Your goal
Reproduce each of the following rows verbatim.

Data extract
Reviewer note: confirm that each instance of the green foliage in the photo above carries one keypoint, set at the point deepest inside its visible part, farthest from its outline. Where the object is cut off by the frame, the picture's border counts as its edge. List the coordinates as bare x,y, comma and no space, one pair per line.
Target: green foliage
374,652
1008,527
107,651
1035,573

Final result
Reviewer note: confirm that each instance of the green foliage in the photo above carries one keypoint, set at the point deepest inside its visible part, farthest from its outline. Where the object is cut off by the frame, the picture's border counts as its edge. List the coordinates as bare x,y, comma and no space, one pair per line.
Target: green foliage
374,652
1008,527
107,651
1035,573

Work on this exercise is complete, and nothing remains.